[Opening Passage section]

By design, the ENACT Teach-In raised hard questions about corporate power, governmental inaction and racial and economic discrimination. At the “Root Causes of the Environmental Crisis” symposium, the crowd heckled Ted Doan, the president of Dow Chemical, when he explained that enlightened industries were developing technologies to clean up the environment. Walter Reuther, the head of the United Auto Workers, responded that “marketplace values” were the problem and demanded anti-pollution regulations on automobile manufacturers and other corporations. At the closing events, consumer advocate Ralph Nader decried industrial pollution as “corporate violence” and promoted his recently launched “Campaign GM” to force the automaker to clean up the air and support urban mass transit. Richard Hatcher, the African American mayor of Gary, Ind., concluded the proceedings by urging the environmental movement to make common cause with “minority groups and the urban pollution they face.”
According to Elizabeth Grant Kingwill, ENACT’s community outreach leader, the organizers of the Teach-In “were those idealistic 1960s students who believed in the democratic process, with inclusivity of ideology, individuality, and creativity … Everyone who heard the message that our environment was endangered also got the message that THEY COULD DO SOMETHING ABOUT IT.”
And they did. The ENACT Teach-In, and the unprecedented grass roots Earth Day mobilization that soon followed, demanded legislative action to protect the environment and launched new forms of community activism that emphasized environmental justice and sustainability and reverberated in local, state and national politics over the next decade.
Immediately after the Teach-In, the student leaders of ENACT opened the Ecology Center of Ann Arbor to promote ecological sustainability and connect campus activists to community-based environmental campaigns. ENACT and the Ecology Center joined with groups statewide to lobby for the landmark Michigan Environmental Protection Act of 1970, which defined the environment as a “public trust” and enabled citizens to bring lawsuits against corporations and government agencies. Going beyond the recently enacted National Environmental Protection Act of 1970, this provision shaped the more ambitious federal environmental laws passed by Congress during the early 1970s. The Ecology Center also established a pilot recycling initiative in Ann Arbor and became a linchpin of the statewide coalition that passed the nation’s most aggressive recycling program by voter referendum in 1976.

[Closing Passage section]
[Opening Data to examine section]

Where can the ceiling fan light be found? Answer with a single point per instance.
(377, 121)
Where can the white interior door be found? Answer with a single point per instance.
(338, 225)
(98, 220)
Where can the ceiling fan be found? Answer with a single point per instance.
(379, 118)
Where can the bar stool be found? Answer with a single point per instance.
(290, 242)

[Closing Data to examine section]

### [Directions]
Carry on the account of the ENACT Teach-In and its aftermath, starting after its last sentence.

### [Answer below]
The coalition that came together during the ENACT Teach-In persisted too. In July 1970, delegates from ENACT and other environmental organizations gathered at a conference hosted by the United Auto Workers to launch a coordinated political campaign for clean air and water. This alliance led to the creation of the Urban Environment Conference in 1971, with a mission to shift ecological politics beyond suburban quality-of-life concerns by addressing the disproportionate pollution faced by racial minorities, industrial workers and the urban poor.
Half a century after the Teach-In at Michigan, former ENACT co-chair David Allan recalls that his generation of campus activists recognized that “capitalism was the root of all evil,” but they also really believed that their crusade to save the environment could forge a new political consensus. It worked, for a time. Business and conservatives eventually responded with a counterassault against environmental regulations that has exacerbated the ecological crisis across the globe and made the work of the environmental sustainability movement ENACT helped to launch even more pressing today.